[[ Dataset, beginning ]]

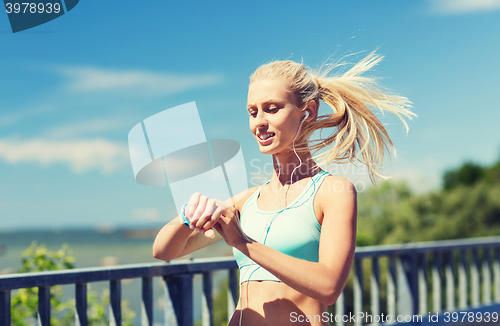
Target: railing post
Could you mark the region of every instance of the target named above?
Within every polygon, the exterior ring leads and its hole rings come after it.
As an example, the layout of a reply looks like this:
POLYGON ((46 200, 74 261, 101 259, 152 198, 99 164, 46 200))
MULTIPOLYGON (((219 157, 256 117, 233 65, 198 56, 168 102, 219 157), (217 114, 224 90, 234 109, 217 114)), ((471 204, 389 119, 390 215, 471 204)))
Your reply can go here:
MULTIPOLYGON (((355 258, 354 274, 354 314, 363 312, 363 258, 355 258)), ((356 318, 355 326, 362 326, 363 319, 356 318)))
POLYGON ((418 254, 416 251, 411 252, 410 270, 407 273, 410 278, 410 291, 412 296, 412 315, 418 314, 419 292, 418 292, 418 254))
POLYGON ((467 308, 468 282, 467 282, 467 251, 460 250, 460 261, 458 263, 458 283, 460 286, 460 298, 458 307, 462 310, 467 308))
POLYGON ((389 257, 389 271, 387 273, 387 314, 396 318, 396 258, 389 257))
POLYGON ((109 324, 121 326, 122 324, 122 285, 120 280, 109 281, 109 324))
POLYGON ((0 326, 10 326, 10 290, 0 291, 0 326))
POLYGON ((453 251, 447 253, 447 261, 445 267, 446 274, 446 309, 448 311, 455 310, 455 277, 453 274, 454 257, 453 251))
POLYGON ((203 273, 203 292, 201 297, 201 321, 203 326, 214 325, 214 304, 212 296, 212 273, 203 273))
POLYGON ((193 275, 183 274, 166 278, 175 317, 179 326, 193 325, 193 275))
POLYGON ((441 252, 434 253, 434 264, 432 265, 432 303, 435 312, 441 311, 441 252))
POLYGON ((490 249, 484 248, 483 251, 483 303, 485 305, 491 304, 491 259, 490 249))
POLYGON ((401 257, 401 272, 404 274, 399 277, 398 288, 401 294, 408 291, 408 295, 400 296, 400 309, 398 314, 415 315, 418 314, 418 259, 416 252, 401 257), (406 288, 406 289, 405 289, 406 288), (406 297, 406 298, 405 298, 406 297), (403 307, 408 308, 409 311, 404 311, 403 307))
POLYGON ((470 269, 472 307, 479 307, 479 253, 476 248, 472 249, 472 263, 470 269))
POLYGON ((153 325, 153 278, 142 278, 142 326, 153 325))
POLYGON ((87 283, 75 284, 75 325, 87 326, 87 283))
POLYGON ((227 289, 227 320, 231 319, 238 305, 238 270, 229 270, 229 284, 227 289))
POLYGON ((50 286, 38 288, 38 324, 50 326, 50 286))
POLYGON ((500 303, 500 246, 496 247, 493 259, 493 269, 495 271, 495 302, 500 303))
POLYGON ((376 317, 380 316, 380 278, 379 278, 379 259, 378 256, 372 258, 372 272, 370 275, 370 315, 374 320, 370 322, 372 325, 378 325, 376 317))
POLYGON ((163 325, 164 326, 178 326, 177 317, 175 316, 172 298, 170 298, 170 291, 167 285, 167 276, 162 277, 163 285, 163 325))
POLYGON ((339 297, 337 298, 337 301, 335 301, 335 322, 337 326, 344 326, 345 322, 343 320, 343 316, 345 314, 345 295, 344 291, 340 293, 339 297), (339 320, 337 322, 337 316, 339 316, 339 320))
POLYGON ((427 315, 428 310, 428 291, 427 291, 427 255, 420 255, 420 263, 418 267, 418 292, 419 292, 419 314, 427 315))

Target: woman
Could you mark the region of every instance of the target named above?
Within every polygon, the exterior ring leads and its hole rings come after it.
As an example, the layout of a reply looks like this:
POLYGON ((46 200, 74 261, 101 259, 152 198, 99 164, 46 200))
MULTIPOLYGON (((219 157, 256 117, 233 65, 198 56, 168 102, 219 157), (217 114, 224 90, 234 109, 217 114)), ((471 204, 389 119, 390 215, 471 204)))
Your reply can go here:
POLYGON ((356 189, 322 163, 360 161, 370 177, 393 148, 377 108, 411 118, 410 102, 361 75, 382 58, 371 53, 340 77, 292 61, 261 66, 250 79, 250 130, 274 173, 226 203, 193 194, 159 232, 153 254, 171 260, 221 239, 240 267, 240 299, 229 325, 328 325, 326 313, 347 280, 356 241, 356 189), (318 116, 322 100, 333 113, 318 116), (310 141, 316 130, 334 128, 310 141), (330 146, 332 145, 333 146, 330 146), (330 147, 330 148, 329 148, 330 147), (187 221, 187 222, 186 222, 187 221), (185 225, 184 225, 185 224, 185 225), (186 227, 188 225, 189 227, 186 227), (214 228, 217 232, 214 233, 214 228))

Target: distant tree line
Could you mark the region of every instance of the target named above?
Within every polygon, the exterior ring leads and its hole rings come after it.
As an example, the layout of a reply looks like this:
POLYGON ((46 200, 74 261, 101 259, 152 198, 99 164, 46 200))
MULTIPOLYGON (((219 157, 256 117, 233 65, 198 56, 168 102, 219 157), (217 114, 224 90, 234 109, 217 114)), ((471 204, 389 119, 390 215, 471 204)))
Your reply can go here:
POLYGON ((428 193, 386 181, 358 197, 359 246, 500 234, 500 160, 448 170, 428 193))

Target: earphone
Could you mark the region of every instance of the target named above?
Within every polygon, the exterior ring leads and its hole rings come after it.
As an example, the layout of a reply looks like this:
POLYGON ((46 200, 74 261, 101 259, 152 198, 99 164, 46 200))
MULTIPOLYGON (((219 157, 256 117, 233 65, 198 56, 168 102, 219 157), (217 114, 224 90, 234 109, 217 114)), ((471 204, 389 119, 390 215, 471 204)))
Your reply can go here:
POLYGON ((304 122, 307 118, 309 118, 309 111, 306 111, 306 115, 300 120, 300 123, 304 122))

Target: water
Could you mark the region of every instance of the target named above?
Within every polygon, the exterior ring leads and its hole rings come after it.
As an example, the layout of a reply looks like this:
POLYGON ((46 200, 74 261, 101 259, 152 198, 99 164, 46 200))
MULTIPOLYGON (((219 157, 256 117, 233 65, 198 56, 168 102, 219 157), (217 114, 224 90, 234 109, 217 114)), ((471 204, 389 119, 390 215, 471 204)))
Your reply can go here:
MULTIPOLYGON (((75 257, 75 267, 98 267, 116 264, 136 264, 159 262, 152 256, 154 229, 87 229, 87 230, 45 230, 45 231, 15 231, 0 232, 0 274, 14 273, 21 267, 21 256, 33 241, 45 244, 51 251, 56 251, 67 244, 75 257)), ((208 248, 201 249, 186 258, 206 258, 231 256, 231 248, 220 241, 208 248)), ((215 273, 214 288, 225 277, 224 272, 215 273)), ((154 322, 163 321, 163 284, 161 278, 155 278, 154 283, 154 322)), ((92 291, 101 292, 108 288, 107 282, 90 284, 92 291)), ((65 297, 74 295, 73 286, 64 286, 65 297)), ((140 324, 140 289, 139 279, 122 281, 122 297, 137 314, 136 323, 140 324)), ((200 318, 201 307, 201 277, 194 280, 195 320, 200 318)))

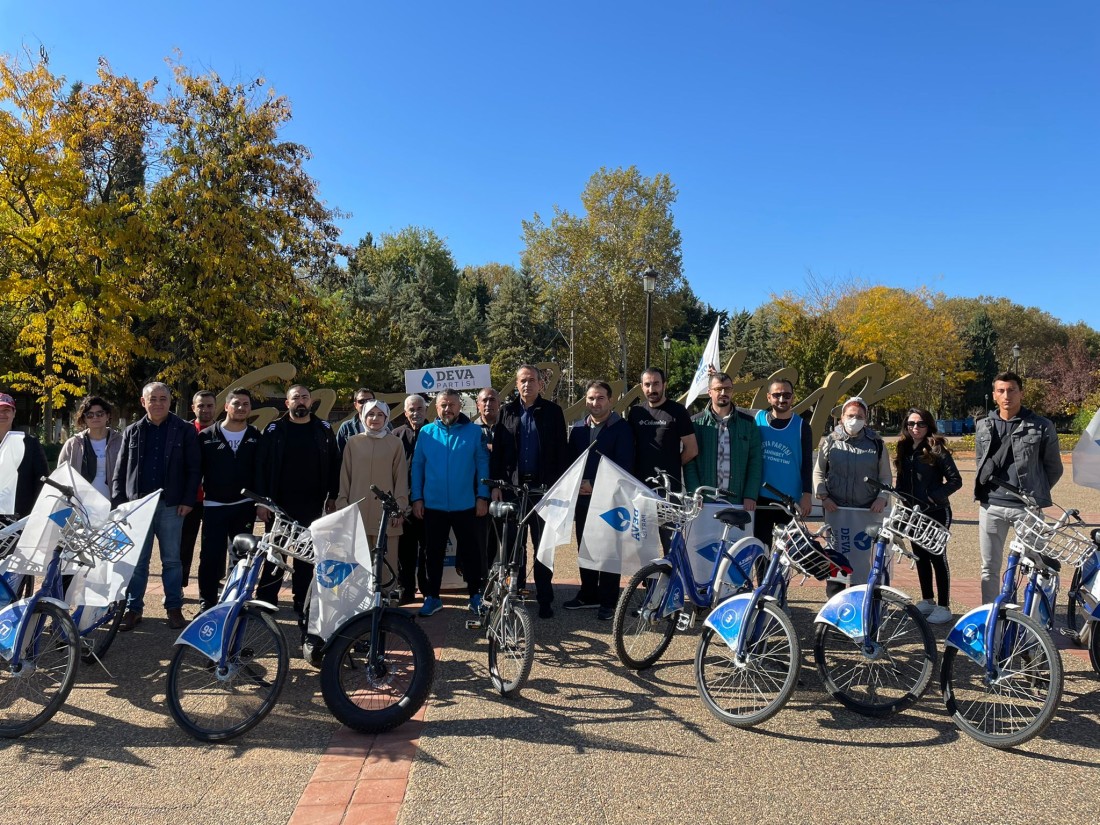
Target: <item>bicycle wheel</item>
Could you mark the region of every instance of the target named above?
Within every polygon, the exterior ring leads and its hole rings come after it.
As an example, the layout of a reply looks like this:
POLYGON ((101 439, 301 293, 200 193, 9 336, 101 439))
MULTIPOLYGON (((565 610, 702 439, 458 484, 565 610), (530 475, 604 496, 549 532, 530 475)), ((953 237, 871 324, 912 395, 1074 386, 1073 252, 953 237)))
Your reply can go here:
POLYGON ((1066 593, 1066 627, 1073 631, 1070 638, 1074 644, 1084 646, 1086 642, 1081 639, 1081 632, 1088 626, 1088 620, 1081 612, 1081 605, 1077 601, 1076 594, 1080 588, 1081 568, 1075 567, 1073 578, 1070 580, 1069 591, 1066 593))
POLYGON ((954 647, 943 653, 940 683, 959 730, 992 748, 1038 736, 1058 710, 1062 660, 1043 626, 1018 610, 1002 610, 994 634, 996 677, 954 647))
POLYGON ((379 733, 411 718, 427 700, 435 675, 435 651, 409 616, 385 611, 378 643, 381 655, 371 662, 371 613, 363 613, 332 640, 321 663, 325 704, 361 733, 379 733))
POLYGON ((873 598, 880 621, 868 651, 832 625, 819 624, 814 661, 825 689, 865 716, 887 716, 924 695, 936 666, 936 640, 916 606, 889 590, 873 598))
POLYGON ((615 605, 615 617, 611 623, 615 654, 620 662, 633 670, 652 667, 668 648, 672 634, 676 632, 678 612, 656 620, 646 618, 641 612, 646 597, 651 593, 655 596, 664 593, 669 582, 668 572, 663 566, 647 564, 634 574, 615 605))
POLYGON ((1090 622, 1089 630, 1089 661, 1092 662, 1092 669, 1100 673, 1100 626, 1090 622))
POLYGON ((0 663, 0 736, 8 738, 46 724, 76 681, 80 643, 68 612, 40 601, 26 628, 21 661, 0 663))
POLYGON ((522 605, 506 599, 489 619, 489 678, 501 696, 509 696, 531 675, 535 637, 531 616, 522 605))
POLYGON ((725 639, 709 627, 695 651, 695 685, 703 704, 737 728, 758 725, 779 712, 794 692, 802 662, 798 636, 786 613, 768 602, 756 621, 741 664, 725 639))
POLYGON ((286 681, 286 639, 275 620, 245 605, 232 633, 225 672, 190 645, 168 665, 168 710, 203 742, 222 742, 253 728, 275 706, 286 681))
POLYGON ((99 608, 101 615, 96 617, 96 624, 80 637, 82 661, 91 664, 107 655, 107 649, 118 635, 118 626, 122 624, 125 607, 124 601, 117 601, 99 608))

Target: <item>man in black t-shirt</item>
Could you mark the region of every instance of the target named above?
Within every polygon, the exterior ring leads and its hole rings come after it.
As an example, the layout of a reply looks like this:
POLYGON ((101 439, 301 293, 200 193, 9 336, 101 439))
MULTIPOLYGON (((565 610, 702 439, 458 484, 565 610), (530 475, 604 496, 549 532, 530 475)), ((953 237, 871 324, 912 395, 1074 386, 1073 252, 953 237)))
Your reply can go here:
POLYGON ((699 454, 691 416, 683 404, 665 397, 665 374, 657 367, 642 373, 642 392, 646 400, 627 412, 634 431, 634 475, 655 487, 647 479, 663 470, 679 490, 683 485, 681 468, 699 454))

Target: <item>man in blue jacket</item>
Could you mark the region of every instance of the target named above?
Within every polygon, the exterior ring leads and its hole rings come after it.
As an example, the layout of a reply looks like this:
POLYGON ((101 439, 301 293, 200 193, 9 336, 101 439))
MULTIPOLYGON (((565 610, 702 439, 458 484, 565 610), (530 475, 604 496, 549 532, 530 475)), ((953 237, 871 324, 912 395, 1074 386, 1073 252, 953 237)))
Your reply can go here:
MULTIPOLYGON (((416 438, 412 459, 412 512, 424 520, 424 604, 421 616, 443 609, 439 589, 443 584, 443 558, 447 538, 454 530, 458 557, 469 566, 476 563, 475 517, 489 512, 489 490, 481 479, 489 475, 489 451, 481 427, 462 413, 462 399, 455 390, 436 396, 436 420, 416 438)), ((464 569, 470 610, 481 609, 484 569, 464 569)))
POLYGON ((163 490, 145 546, 126 593, 126 613, 119 630, 133 630, 145 609, 145 588, 149 583, 149 559, 153 554, 153 536, 160 545, 161 578, 164 580, 164 608, 168 627, 182 630, 183 566, 180 563, 180 537, 183 520, 199 491, 202 460, 199 439, 193 425, 172 412, 172 393, 166 384, 154 381, 141 391, 145 415, 122 433, 122 448, 111 482, 112 504, 134 501, 154 490, 163 490))
MULTIPOLYGON (((569 429, 569 461, 593 445, 584 463, 584 475, 577 496, 573 519, 577 525, 577 545, 584 538, 588 507, 592 503, 592 484, 596 480, 600 457, 611 459, 629 472, 634 461, 634 432, 617 412, 611 409, 611 385, 606 381, 589 381, 584 388, 584 403, 588 415, 569 429)), ((576 597, 562 605, 566 610, 599 608, 596 618, 607 621, 615 615, 619 600, 619 574, 604 573, 581 567, 581 589, 576 597)))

[[ Dataset, end ]]

Try it
Among the lines above, find those carrying the word "item" and copy them out.

Answer to this exercise
Target: <item>bicycle wheel</item>
Target: <item>man in black t-shirt</item>
Target: <item>man in blue jacket</item>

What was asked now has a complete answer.